_ACTIVITY_.
Once the line holding "Could you point out the child" is found, output it and all remaining lines of the data exactly, with every picture left out.
-------- SUPPLIED MATERIAL
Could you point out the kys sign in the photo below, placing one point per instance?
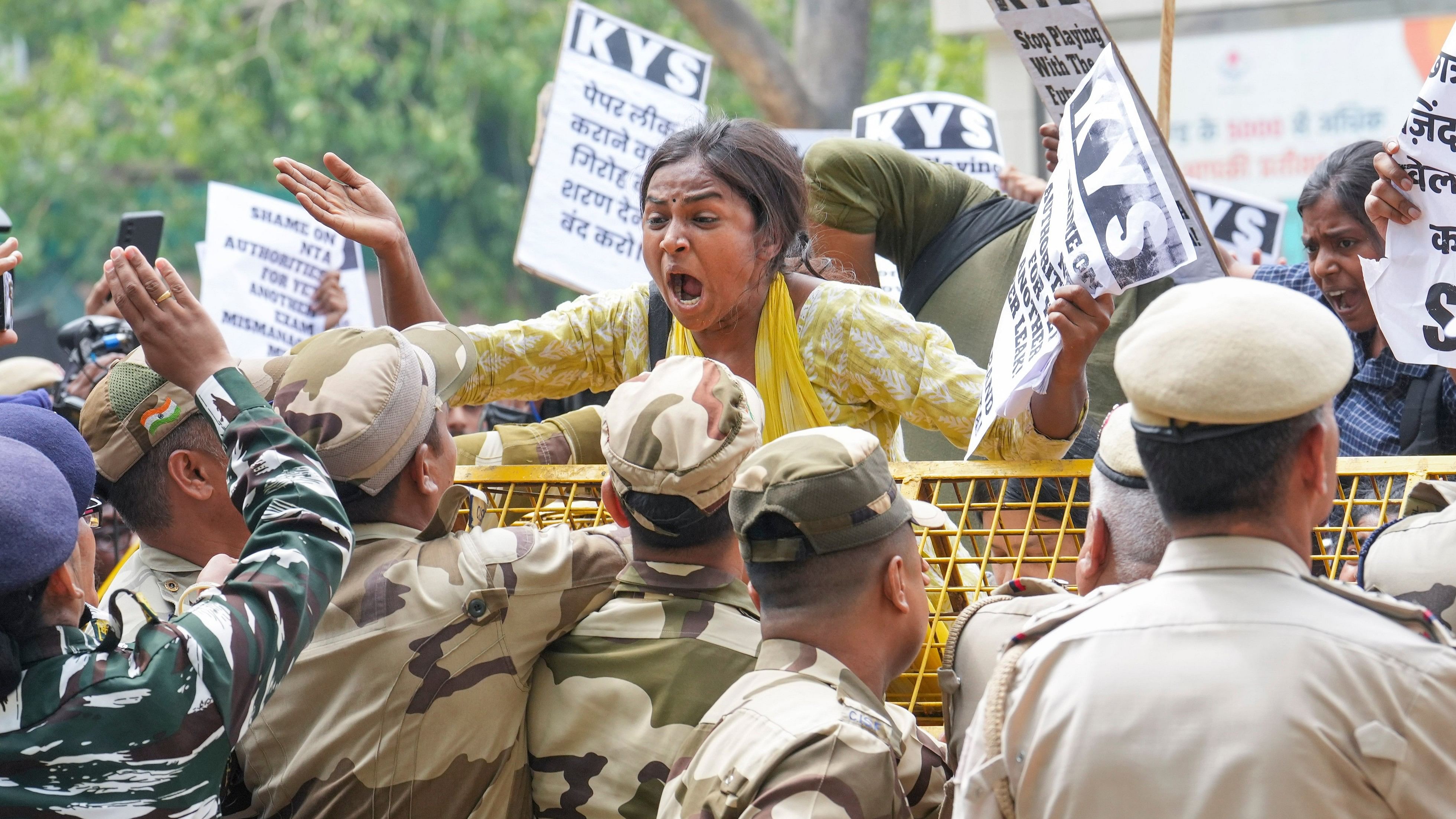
(938, 126)
(638, 52)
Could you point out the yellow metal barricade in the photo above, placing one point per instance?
(995, 534)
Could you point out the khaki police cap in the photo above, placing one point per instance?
(680, 429)
(1117, 451)
(366, 398)
(833, 484)
(28, 372)
(131, 409)
(1224, 356)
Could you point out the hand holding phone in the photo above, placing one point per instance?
(143, 231)
(9, 258)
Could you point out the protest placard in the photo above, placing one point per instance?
(1413, 289)
(804, 139)
(1243, 222)
(619, 92)
(944, 127)
(261, 261)
(1109, 221)
(1059, 44)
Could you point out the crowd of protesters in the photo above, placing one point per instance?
(308, 630)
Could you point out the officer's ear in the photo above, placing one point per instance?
(895, 584)
(614, 503)
(1093, 562)
(197, 473)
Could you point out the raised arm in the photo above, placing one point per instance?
(593, 343)
(242, 636)
(359, 211)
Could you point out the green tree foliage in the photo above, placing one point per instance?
(134, 105)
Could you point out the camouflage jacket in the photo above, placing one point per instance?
(411, 700)
(146, 729)
(803, 737)
(614, 700)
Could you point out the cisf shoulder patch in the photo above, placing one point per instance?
(865, 718)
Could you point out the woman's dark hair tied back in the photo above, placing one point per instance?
(1347, 175)
(759, 165)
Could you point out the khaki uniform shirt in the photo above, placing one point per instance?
(159, 578)
(979, 643)
(1416, 557)
(803, 737)
(614, 700)
(411, 699)
(1231, 685)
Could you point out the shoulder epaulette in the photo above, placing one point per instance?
(1061, 614)
(1411, 616)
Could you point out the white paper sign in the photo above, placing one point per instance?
(1107, 221)
(1058, 44)
(1413, 289)
(261, 263)
(621, 91)
(1243, 222)
(804, 139)
(938, 126)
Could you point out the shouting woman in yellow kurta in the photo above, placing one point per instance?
(723, 206)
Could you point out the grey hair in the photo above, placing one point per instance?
(1136, 524)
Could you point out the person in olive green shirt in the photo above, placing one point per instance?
(868, 197)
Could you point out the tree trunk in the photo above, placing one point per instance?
(742, 41)
(832, 55)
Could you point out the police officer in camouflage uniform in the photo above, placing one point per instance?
(411, 700)
(614, 700)
(167, 474)
(839, 582)
(98, 729)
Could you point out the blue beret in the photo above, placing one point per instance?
(57, 441)
(37, 516)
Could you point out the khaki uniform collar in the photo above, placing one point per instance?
(685, 581)
(802, 658)
(383, 531)
(158, 560)
(1228, 551)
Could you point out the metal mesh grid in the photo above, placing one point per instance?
(1007, 521)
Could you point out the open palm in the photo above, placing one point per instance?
(349, 203)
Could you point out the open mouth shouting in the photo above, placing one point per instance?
(686, 291)
(1344, 302)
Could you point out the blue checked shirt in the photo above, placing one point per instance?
(1369, 409)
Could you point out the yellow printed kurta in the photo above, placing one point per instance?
(870, 362)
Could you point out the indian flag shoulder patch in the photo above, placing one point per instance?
(159, 416)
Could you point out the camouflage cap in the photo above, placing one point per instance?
(680, 430)
(833, 484)
(366, 398)
(131, 409)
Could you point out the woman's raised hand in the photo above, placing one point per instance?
(349, 203)
(1385, 200)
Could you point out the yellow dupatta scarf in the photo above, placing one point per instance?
(788, 397)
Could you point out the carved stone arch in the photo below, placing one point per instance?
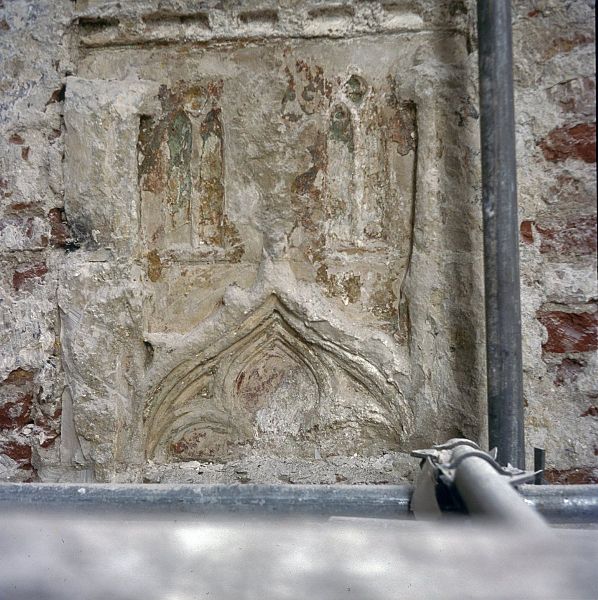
(263, 386)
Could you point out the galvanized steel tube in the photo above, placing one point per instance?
(501, 249)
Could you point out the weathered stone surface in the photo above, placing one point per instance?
(243, 243)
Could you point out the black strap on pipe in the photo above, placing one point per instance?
(501, 240)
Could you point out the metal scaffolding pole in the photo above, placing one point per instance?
(501, 249)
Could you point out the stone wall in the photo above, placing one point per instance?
(244, 243)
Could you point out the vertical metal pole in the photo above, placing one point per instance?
(501, 240)
(539, 464)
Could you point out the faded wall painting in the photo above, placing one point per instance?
(248, 210)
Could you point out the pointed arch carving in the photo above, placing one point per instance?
(268, 383)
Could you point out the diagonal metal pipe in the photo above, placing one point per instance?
(501, 240)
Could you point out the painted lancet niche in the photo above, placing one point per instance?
(249, 214)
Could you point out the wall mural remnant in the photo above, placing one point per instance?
(268, 236)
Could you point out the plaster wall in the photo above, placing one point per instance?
(243, 243)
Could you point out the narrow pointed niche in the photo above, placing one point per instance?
(340, 207)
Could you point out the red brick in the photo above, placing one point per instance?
(575, 96)
(570, 332)
(21, 277)
(19, 451)
(576, 237)
(568, 370)
(19, 376)
(571, 476)
(576, 142)
(16, 399)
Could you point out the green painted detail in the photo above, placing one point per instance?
(180, 141)
(341, 127)
(180, 146)
(355, 88)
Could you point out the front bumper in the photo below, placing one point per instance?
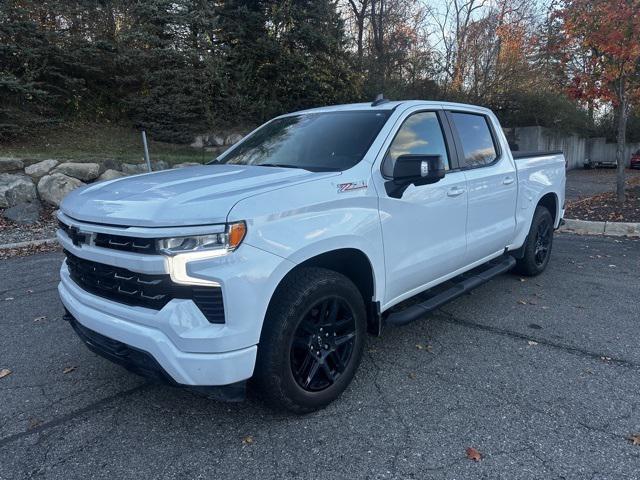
(183, 368)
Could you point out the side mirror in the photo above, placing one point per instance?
(417, 170)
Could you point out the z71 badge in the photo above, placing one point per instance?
(348, 187)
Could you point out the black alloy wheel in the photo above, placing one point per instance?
(322, 344)
(543, 242)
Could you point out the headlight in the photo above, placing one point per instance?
(222, 243)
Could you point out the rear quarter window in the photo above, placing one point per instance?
(477, 141)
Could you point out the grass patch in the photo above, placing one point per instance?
(97, 143)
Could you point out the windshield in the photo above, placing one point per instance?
(330, 141)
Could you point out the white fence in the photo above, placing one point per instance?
(575, 148)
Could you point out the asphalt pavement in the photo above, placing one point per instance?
(541, 376)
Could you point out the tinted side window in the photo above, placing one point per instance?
(475, 135)
(420, 134)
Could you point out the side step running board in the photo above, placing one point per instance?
(462, 284)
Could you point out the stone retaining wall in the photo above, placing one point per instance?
(24, 184)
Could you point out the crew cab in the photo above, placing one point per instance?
(273, 262)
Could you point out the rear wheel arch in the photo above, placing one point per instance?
(550, 202)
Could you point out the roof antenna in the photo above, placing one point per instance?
(379, 100)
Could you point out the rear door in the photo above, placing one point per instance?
(491, 183)
(424, 230)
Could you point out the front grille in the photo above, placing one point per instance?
(139, 289)
(128, 244)
(117, 242)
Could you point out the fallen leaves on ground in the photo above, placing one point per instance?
(33, 423)
(473, 454)
(634, 439)
(604, 207)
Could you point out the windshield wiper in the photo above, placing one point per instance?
(308, 169)
(281, 165)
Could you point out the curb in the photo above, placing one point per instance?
(615, 229)
(33, 243)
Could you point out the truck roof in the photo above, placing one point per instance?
(391, 105)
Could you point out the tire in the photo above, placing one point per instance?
(537, 247)
(293, 338)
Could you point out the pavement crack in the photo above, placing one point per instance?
(451, 318)
(71, 415)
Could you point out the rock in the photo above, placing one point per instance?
(186, 164)
(232, 139)
(82, 171)
(23, 213)
(9, 164)
(110, 175)
(198, 141)
(40, 169)
(134, 168)
(53, 188)
(15, 189)
(215, 140)
(159, 165)
(109, 164)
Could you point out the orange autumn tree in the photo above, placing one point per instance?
(607, 34)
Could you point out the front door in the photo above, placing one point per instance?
(424, 230)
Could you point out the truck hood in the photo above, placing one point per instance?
(180, 197)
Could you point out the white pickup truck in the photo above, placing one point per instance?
(273, 262)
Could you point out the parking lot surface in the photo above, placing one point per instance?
(540, 375)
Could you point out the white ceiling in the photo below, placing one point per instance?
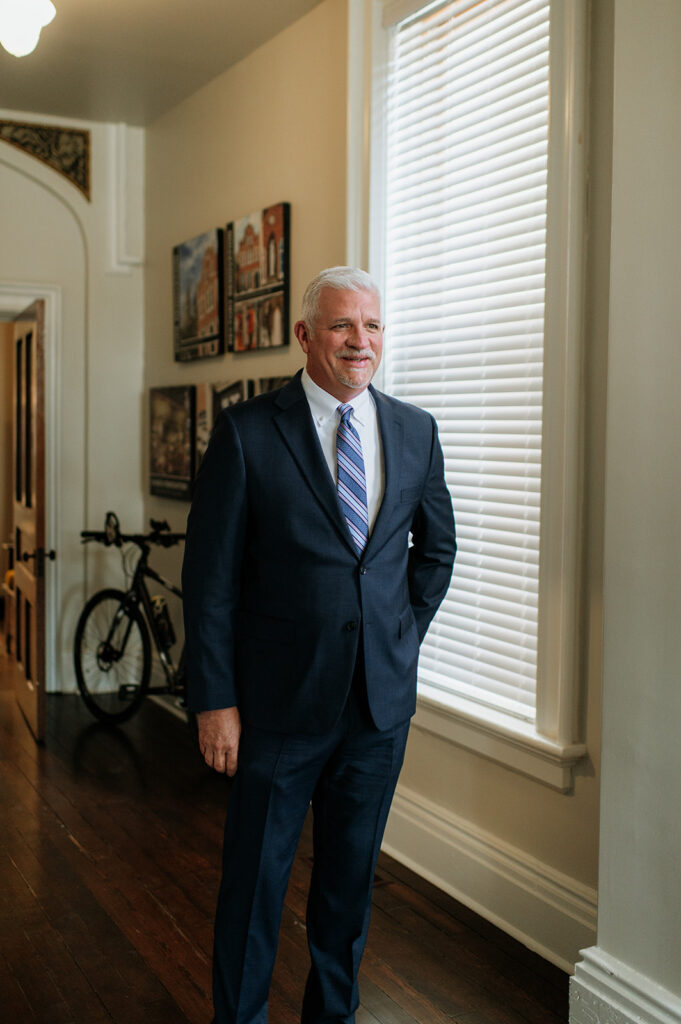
(131, 60)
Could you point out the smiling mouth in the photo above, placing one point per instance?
(359, 359)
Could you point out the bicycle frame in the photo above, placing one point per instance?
(138, 589)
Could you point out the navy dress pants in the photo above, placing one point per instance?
(349, 776)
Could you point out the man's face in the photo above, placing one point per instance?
(344, 345)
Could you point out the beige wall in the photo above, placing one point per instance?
(270, 129)
(642, 784)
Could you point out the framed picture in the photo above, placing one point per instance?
(271, 383)
(198, 297)
(211, 399)
(172, 445)
(257, 280)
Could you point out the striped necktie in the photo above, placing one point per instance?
(351, 479)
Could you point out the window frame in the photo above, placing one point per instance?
(548, 750)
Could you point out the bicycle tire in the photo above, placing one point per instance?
(113, 680)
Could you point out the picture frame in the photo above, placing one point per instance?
(199, 297)
(271, 383)
(257, 280)
(211, 399)
(172, 440)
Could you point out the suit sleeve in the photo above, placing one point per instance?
(434, 546)
(211, 570)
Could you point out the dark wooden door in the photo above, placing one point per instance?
(29, 515)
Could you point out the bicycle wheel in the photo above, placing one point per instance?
(112, 655)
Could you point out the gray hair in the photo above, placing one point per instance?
(343, 279)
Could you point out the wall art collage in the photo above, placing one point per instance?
(230, 293)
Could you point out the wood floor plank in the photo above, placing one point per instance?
(110, 861)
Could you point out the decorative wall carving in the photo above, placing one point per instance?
(65, 150)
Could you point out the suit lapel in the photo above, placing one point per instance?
(295, 423)
(391, 430)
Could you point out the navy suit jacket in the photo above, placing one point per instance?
(277, 597)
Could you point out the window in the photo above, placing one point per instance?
(477, 201)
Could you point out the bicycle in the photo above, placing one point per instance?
(112, 646)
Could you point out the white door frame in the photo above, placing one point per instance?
(14, 297)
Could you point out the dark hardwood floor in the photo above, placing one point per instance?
(110, 848)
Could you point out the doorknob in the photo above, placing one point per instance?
(40, 555)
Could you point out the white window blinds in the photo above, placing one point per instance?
(466, 197)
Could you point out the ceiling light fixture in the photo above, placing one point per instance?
(20, 22)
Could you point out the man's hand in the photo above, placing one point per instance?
(219, 732)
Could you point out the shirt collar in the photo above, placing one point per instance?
(324, 406)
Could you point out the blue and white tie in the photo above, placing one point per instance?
(351, 479)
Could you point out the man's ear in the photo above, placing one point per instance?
(302, 334)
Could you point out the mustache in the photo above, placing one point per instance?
(351, 354)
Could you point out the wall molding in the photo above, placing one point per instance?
(546, 910)
(604, 990)
(126, 211)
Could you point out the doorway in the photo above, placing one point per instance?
(14, 298)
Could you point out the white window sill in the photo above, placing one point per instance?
(499, 737)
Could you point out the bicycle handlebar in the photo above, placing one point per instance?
(159, 535)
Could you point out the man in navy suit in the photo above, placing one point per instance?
(320, 545)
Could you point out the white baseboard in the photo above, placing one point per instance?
(606, 991)
(548, 911)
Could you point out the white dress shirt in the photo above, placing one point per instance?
(365, 420)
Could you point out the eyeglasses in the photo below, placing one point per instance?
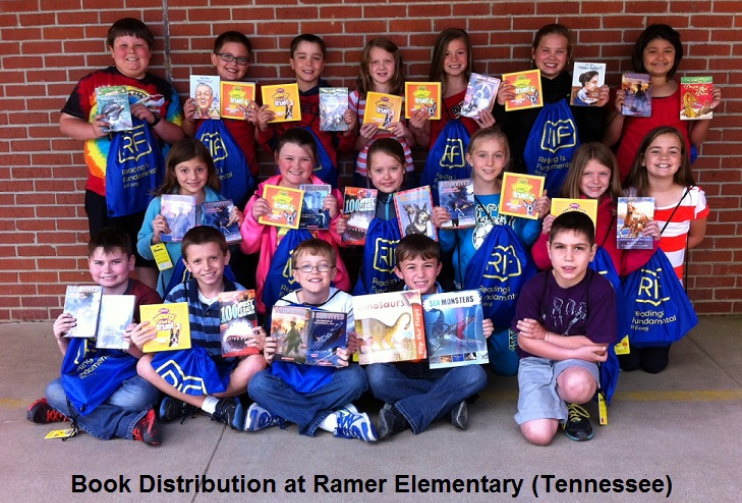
(228, 58)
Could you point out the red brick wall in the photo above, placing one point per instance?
(47, 45)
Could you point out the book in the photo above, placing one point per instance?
(632, 214)
(390, 327)
(236, 98)
(414, 209)
(457, 196)
(696, 98)
(333, 103)
(587, 206)
(519, 194)
(216, 214)
(283, 99)
(481, 92)
(238, 319)
(180, 213)
(113, 102)
(638, 95)
(359, 208)
(426, 95)
(453, 329)
(587, 79)
(116, 313)
(313, 214)
(172, 325)
(205, 90)
(382, 109)
(285, 206)
(307, 336)
(83, 303)
(528, 93)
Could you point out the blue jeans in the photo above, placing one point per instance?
(116, 416)
(421, 394)
(308, 410)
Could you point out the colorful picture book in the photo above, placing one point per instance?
(359, 209)
(283, 99)
(83, 303)
(696, 98)
(457, 196)
(453, 329)
(632, 215)
(113, 102)
(528, 93)
(587, 79)
(426, 95)
(236, 98)
(390, 327)
(638, 95)
(481, 92)
(313, 214)
(382, 109)
(238, 320)
(333, 103)
(519, 194)
(307, 336)
(285, 206)
(414, 211)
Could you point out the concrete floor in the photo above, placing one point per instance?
(682, 427)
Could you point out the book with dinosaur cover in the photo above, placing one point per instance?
(453, 329)
(390, 327)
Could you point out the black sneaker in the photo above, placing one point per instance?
(578, 427)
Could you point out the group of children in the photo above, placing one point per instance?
(565, 317)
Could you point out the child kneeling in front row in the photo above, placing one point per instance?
(314, 397)
(565, 319)
(414, 394)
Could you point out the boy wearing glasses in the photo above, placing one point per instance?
(314, 397)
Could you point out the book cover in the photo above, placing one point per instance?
(457, 196)
(333, 103)
(216, 214)
(283, 99)
(236, 98)
(285, 206)
(414, 209)
(180, 213)
(172, 325)
(382, 109)
(696, 98)
(587, 79)
(519, 194)
(83, 303)
(390, 327)
(481, 92)
(359, 209)
(638, 95)
(632, 214)
(238, 319)
(426, 95)
(453, 329)
(528, 93)
(205, 90)
(116, 313)
(587, 206)
(313, 214)
(113, 102)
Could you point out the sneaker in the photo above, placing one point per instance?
(258, 418)
(352, 425)
(578, 427)
(41, 412)
(146, 430)
(460, 416)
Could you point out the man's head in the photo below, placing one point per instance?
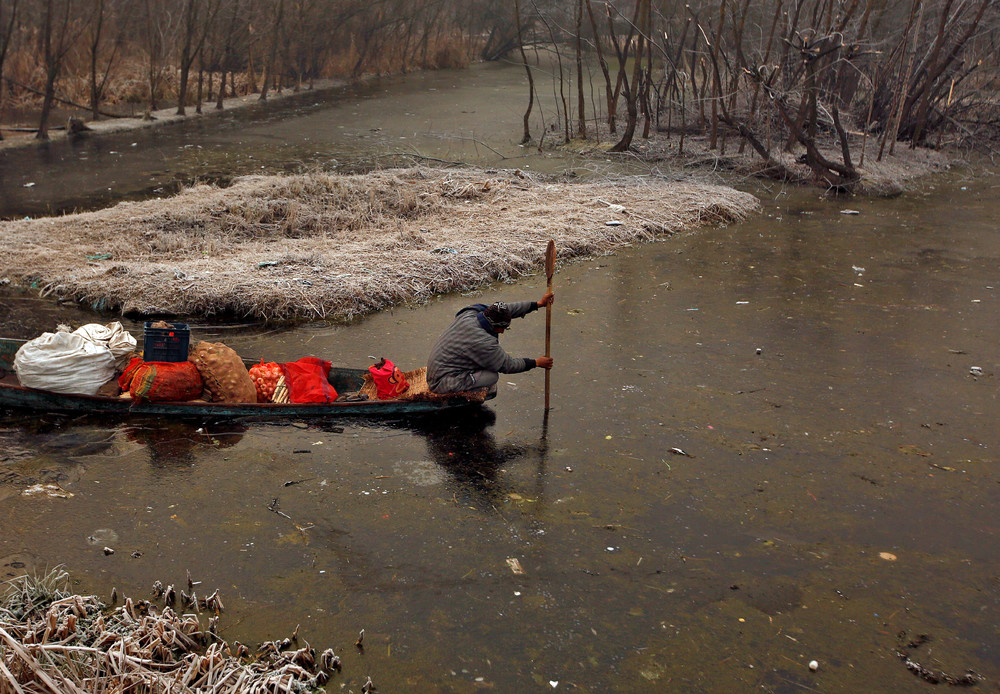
----------------
_RESPONSE TO THE EXERCISE_.
Could you point out the child kneeling in front row in the photo above, placing one point per instance?
(314, 397)
(565, 319)
(414, 394)
Could you point out the boy wearing glasses in the photo above, placing one point per instance?
(314, 397)
Could you point out the book cover in the photo above, placing one point per instance?
(457, 196)
(333, 103)
(216, 214)
(283, 99)
(236, 98)
(285, 206)
(414, 209)
(180, 213)
(172, 325)
(382, 109)
(696, 98)
(587, 79)
(519, 194)
(83, 303)
(390, 327)
(481, 92)
(359, 209)
(638, 95)
(632, 214)
(238, 319)
(426, 95)
(453, 329)
(528, 93)
(205, 90)
(116, 313)
(587, 206)
(313, 214)
(113, 102)
Could you point out the sneaker in the photo above, placing one point per instance?
(258, 418)
(352, 425)
(578, 427)
(41, 412)
(146, 430)
(460, 416)
Could you point out the man's head in the photo below, placing one point per instance?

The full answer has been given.